Work order: Carry over every entry exactly as written, though not the pictures it contains.

[Start of section]

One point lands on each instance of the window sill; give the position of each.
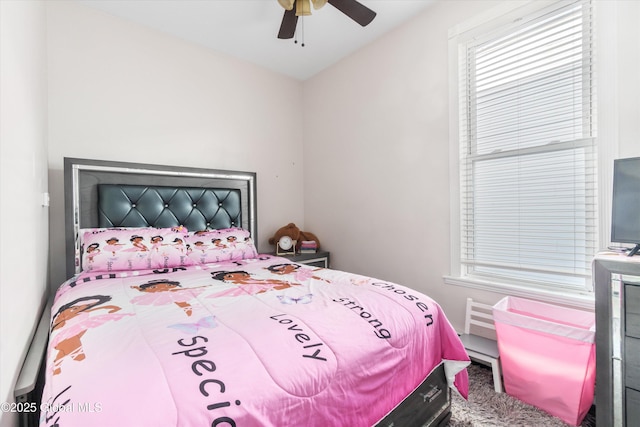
(573, 300)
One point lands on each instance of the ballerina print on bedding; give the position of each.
(256, 342)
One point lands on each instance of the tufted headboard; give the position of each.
(118, 194)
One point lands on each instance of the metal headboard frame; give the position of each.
(83, 175)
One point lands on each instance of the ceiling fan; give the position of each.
(294, 8)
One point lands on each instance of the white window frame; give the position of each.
(495, 18)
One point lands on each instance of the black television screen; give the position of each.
(625, 218)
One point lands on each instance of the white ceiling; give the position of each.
(247, 29)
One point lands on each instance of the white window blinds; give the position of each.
(528, 167)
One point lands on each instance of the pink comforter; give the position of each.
(259, 342)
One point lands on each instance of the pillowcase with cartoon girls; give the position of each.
(127, 249)
(228, 244)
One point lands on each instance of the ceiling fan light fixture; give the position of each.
(317, 4)
(303, 8)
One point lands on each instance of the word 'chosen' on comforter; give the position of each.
(256, 342)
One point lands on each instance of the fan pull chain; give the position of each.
(302, 31)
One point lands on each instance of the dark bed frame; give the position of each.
(118, 194)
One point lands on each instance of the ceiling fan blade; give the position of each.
(288, 26)
(354, 10)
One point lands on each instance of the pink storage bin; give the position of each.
(547, 355)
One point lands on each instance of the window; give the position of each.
(527, 155)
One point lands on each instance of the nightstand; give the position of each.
(317, 259)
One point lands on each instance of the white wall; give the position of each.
(23, 180)
(377, 146)
(118, 91)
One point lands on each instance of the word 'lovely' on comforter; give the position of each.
(259, 342)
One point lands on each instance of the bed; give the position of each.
(172, 317)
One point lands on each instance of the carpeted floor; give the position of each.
(486, 408)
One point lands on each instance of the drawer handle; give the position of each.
(431, 395)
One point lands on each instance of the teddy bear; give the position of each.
(295, 233)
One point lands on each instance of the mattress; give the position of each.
(251, 342)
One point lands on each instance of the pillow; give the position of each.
(126, 249)
(228, 244)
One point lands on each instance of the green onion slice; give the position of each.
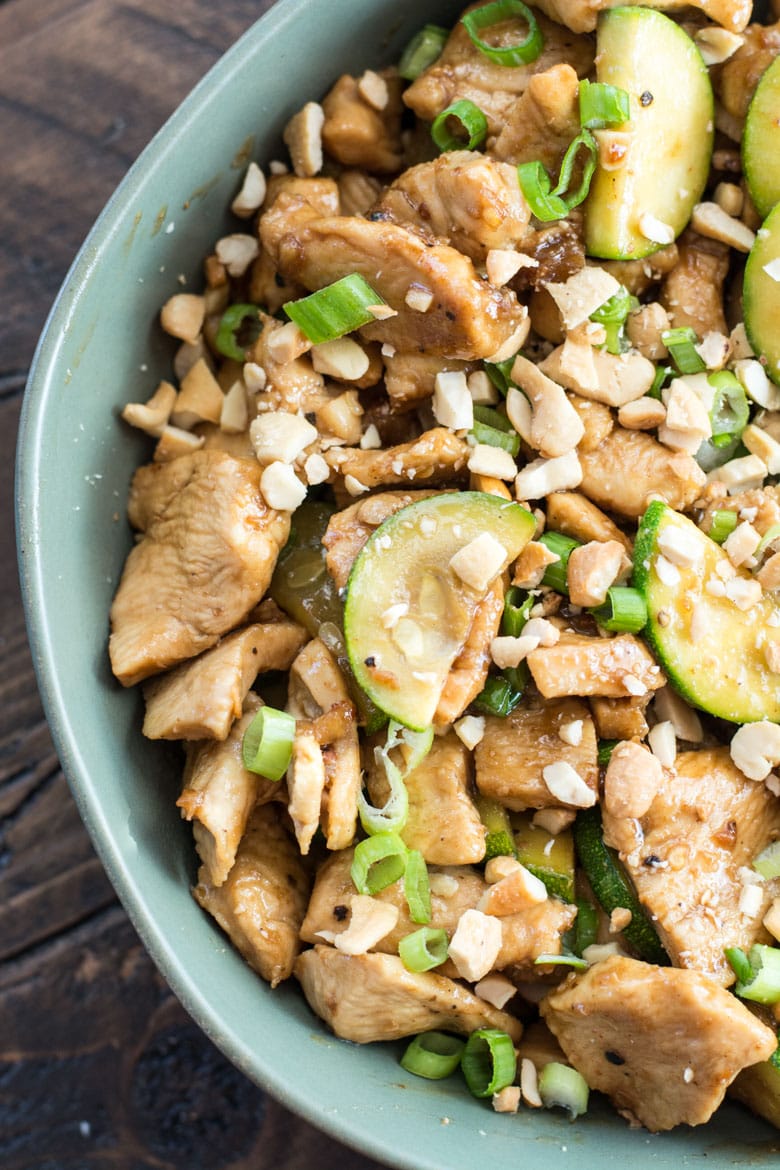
(520, 54)
(267, 744)
(237, 318)
(602, 105)
(378, 862)
(623, 611)
(682, 349)
(335, 310)
(422, 50)
(433, 1055)
(473, 122)
(423, 949)
(489, 1062)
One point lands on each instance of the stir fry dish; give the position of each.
(457, 561)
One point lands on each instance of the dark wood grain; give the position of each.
(99, 1066)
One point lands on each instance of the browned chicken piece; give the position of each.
(443, 823)
(612, 667)
(736, 80)
(574, 515)
(436, 456)
(219, 793)
(356, 133)
(463, 71)
(692, 291)
(462, 198)
(511, 756)
(263, 900)
(200, 700)
(684, 857)
(662, 1044)
(373, 997)
(467, 318)
(628, 467)
(206, 557)
(536, 930)
(542, 123)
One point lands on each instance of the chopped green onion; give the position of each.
(730, 407)
(602, 105)
(724, 522)
(378, 862)
(488, 1062)
(233, 321)
(473, 122)
(422, 50)
(495, 13)
(433, 1055)
(563, 1086)
(682, 349)
(623, 611)
(267, 744)
(416, 887)
(423, 950)
(335, 310)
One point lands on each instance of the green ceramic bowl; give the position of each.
(102, 348)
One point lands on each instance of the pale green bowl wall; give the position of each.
(103, 348)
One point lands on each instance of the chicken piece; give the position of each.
(206, 558)
(736, 80)
(692, 291)
(629, 467)
(436, 456)
(219, 793)
(263, 900)
(443, 823)
(684, 857)
(356, 133)
(201, 699)
(468, 318)
(611, 667)
(542, 123)
(511, 756)
(662, 1044)
(574, 515)
(463, 71)
(373, 997)
(461, 198)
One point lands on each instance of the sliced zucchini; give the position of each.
(761, 142)
(712, 652)
(668, 139)
(408, 612)
(761, 294)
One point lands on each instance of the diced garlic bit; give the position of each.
(280, 436)
(756, 748)
(282, 488)
(342, 358)
(252, 194)
(475, 945)
(470, 730)
(712, 221)
(478, 562)
(565, 784)
(453, 405)
(236, 252)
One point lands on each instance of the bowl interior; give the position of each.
(103, 348)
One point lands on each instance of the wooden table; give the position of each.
(99, 1066)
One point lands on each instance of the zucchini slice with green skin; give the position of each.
(712, 652)
(612, 887)
(407, 612)
(668, 139)
(761, 142)
(761, 295)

[End of section]

Solution for this exercise:
One point lands on each instance of the window sill; give the position of each.
(573, 300)
One point lands on each instance of the ballerina print on bedding; give the position of each.
(256, 342)
One point lands on each instance of the tufted headboard; give the position of each.
(118, 194)
One point lands on each instance of the metal headboard frame; give the position of each.
(83, 175)
One point lands on each instance of the ceiling fan; give the position of each.
(294, 8)
One point lands on each instance of the white window frame; give the position of each.
(495, 18)
One point lands on each instance of the black television screen; give the position of each.
(625, 218)
One point lands on each instance of the white ceiling; give the position of each.
(247, 29)
One point lands on each instance of the white window blinds; give the position of each.
(528, 167)
One point lands on each instance of the pink comforter; give the position of each.
(259, 342)
One point lands on each instance of the pillowcase with cartoon girls; give the position of each.
(127, 249)
(228, 244)
One point lands on each instance of the ceiling fan light fixture; give the position of each.
(317, 4)
(303, 8)
One point lands on each instance of the word 'chosen' on comforter; give the position of each.
(256, 342)
One point lands on each instance of the fan pull chain; give the position of each.
(302, 31)
One point lands on each instance of the dark bed frame; give the position of each.
(118, 194)
One point lands on each instance of the ceiling fan blade; give the position of each.
(288, 26)
(354, 10)
One point lands on each instance of the pink storage bin; give the position of each.
(547, 355)
One point lands on each instance of the window; give the position of each.
(527, 155)
One point lands on each instance of the nightstand; give the position of each.
(317, 259)
One point lands on each instance of the white wall; give the position of each.
(23, 180)
(377, 146)
(118, 91)
One point lands on each instance of the word 'lovely' on comforter; give the position of each.
(259, 342)
One point lands on each instance of the bed; give the position of each.
(172, 317)
One point lands on each instance of the carpeted floor; give the position of each.
(486, 408)
One point lands on each instance of the drawer handle; give the position of each.
(431, 395)
One point lands on each instance of the teddy bear; give the position of each.
(295, 233)
One point lands on each instance of the mattress; give the position of each.
(251, 342)
One point lands on each instance of the pillow; give the position of each.
(126, 249)
(228, 244)
One point lands on each instance of the green onion slice; give the position of each.
(520, 54)
(267, 744)
(237, 318)
(602, 105)
(378, 862)
(623, 611)
(682, 349)
(335, 310)
(422, 50)
(433, 1055)
(473, 122)
(423, 949)
(489, 1062)
One point lands on each instance of the stir fry dish; give the position of each.
(457, 561)
One point lands on each instance of the dark wood grain; give the position of each.
(99, 1066)
One point lands on each instance of the browned chicken piece; give the position of each.
(443, 823)
(612, 667)
(736, 80)
(574, 515)
(436, 456)
(219, 793)
(356, 133)
(463, 71)
(692, 291)
(462, 198)
(511, 756)
(263, 900)
(200, 700)
(684, 857)
(662, 1044)
(373, 997)
(467, 318)
(628, 467)
(206, 557)
(536, 930)
(542, 123)
One point lands on each instance of the chopped green onion; give the position of each.
(730, 407)
(602, 105)
(724, 522)
(378, 862)
(488, 1062)
(233, 321)
(473, 122)
(422, 50)
(495, 13)
(433, 1055)
(563, 1086)
(682, 349)
(623, 611)
(267, 744)
(416, 887)
(423, 950)
(335, 310)
One point lands on each instance of the green ceramic bowl; give the position of each.
(102, 348)
One point lands on each instance of the pale green bowl wall; give the position of each.
(103, 348)
One point lands on each instance of the chicken piece; give the position of each.
(206, 558)
(736, 80)
(692, 291)
(629, 467)
(436, 456)
(219, 793)
(263, 900)
(443, 823)
(684, 857)
(356, 133)
(201, 699)
(468, 318)
(611, 667)
(542, 123)
(511, 756)
(662, 1044)
(574, 515)
(463, 71)
(373, 997)
(461, 198)
One point lands on each instance of the sliced zucchini; give the position of each.
(761, 142)
(712, 652)
(668, 139)
(408, 612)
(761, 294)
One point lands on each instance of the diced garlic bit; give the position of each.
(280, 436)
(756, 748)
(282, 488)
(342, 358)
(252, 194)
(475, 945)
(470, 730)
(712, 221)
(478, 562)
(565, 784)
(453, 405)
(236, 252)
One point lands on each instance of the bowl interior; give the position of each.
(103, 348)
One point lands on each instance of the wooden table; give the position of each.
(99, 1066)
One point lands on each instance of the zucchini slice with green skin; give the position of each.
(712, 652)
(612, 887)
(407, 612)
(668, 139)
(761, 142)
(761, 295)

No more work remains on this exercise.